── PROVIDED DATA
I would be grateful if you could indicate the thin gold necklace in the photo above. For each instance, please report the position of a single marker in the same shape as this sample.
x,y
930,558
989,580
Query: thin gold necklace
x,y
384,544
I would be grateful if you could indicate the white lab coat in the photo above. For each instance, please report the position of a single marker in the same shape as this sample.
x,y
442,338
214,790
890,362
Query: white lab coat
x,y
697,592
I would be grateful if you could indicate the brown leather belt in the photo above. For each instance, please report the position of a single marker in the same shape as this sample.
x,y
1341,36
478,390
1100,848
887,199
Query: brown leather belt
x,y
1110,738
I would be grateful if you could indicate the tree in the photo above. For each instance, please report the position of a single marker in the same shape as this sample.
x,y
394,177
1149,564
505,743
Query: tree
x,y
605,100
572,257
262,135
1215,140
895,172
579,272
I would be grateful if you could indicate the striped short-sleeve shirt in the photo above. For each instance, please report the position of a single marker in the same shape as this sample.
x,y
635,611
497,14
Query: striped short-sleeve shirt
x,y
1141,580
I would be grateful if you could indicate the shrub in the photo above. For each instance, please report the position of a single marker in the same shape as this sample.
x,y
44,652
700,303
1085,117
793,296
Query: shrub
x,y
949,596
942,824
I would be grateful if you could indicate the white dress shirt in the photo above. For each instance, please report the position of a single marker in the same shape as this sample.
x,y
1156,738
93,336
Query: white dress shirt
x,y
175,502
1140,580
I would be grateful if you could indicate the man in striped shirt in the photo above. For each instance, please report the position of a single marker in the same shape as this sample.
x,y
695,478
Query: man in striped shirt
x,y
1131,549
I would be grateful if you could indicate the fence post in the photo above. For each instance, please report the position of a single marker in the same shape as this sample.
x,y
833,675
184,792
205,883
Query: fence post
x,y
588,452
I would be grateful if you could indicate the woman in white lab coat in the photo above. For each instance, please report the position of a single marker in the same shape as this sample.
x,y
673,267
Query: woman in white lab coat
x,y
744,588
────
● **WHAT IS NEEDED**: Wherever a line in the entries holds "above", copy that line.

● **ANSWER TO THIS EXERCISE**:
I would be grateful if you could indicate the thin gold necklace in the photo above. For each instance, please report the position of a single marker in the same shape as this sample.
I would be grateful if you could indicate the white lab coat in the photo above. For each instance, please report the position of a single marker in the same shape as this sample.
I would be grateful if you could indicate the brown leather belt in the photo above. For each instance, please report the position of a single marker in the same shape as this sample.
I would be grateful if you could indicate the tree in the photo above. For each instance, please report the position of a single marker in the same shape as this sample.
I would be grateful if you could indicate the striped short-sleeve shirt in the photo above. For each instance, please report the position of a single marker in the same shape as this sample.
I would be grateful if you could indicate the shrub in the photo above. For each instance, please report the position of a single marker in the same shape as this sample.
I would be grateful if you could indicate the white dress shirt in the photo above. For each instance, please report the position of a single marker in the same shape as this sample.
I would be grateful if you could indicate the man in striped shirt in the photo above. For each instance, please report the position of a single marker in the same shape as this sample.
I would be grateful if you could indicate the fence post in the photo above. For each instance, please report the position of a single marker in the same shape as this sample.
I would be grateful if you could indicate the woman in white lab coat in the photo above. For each instance, please report the position of a single marker in the same shape as this sample.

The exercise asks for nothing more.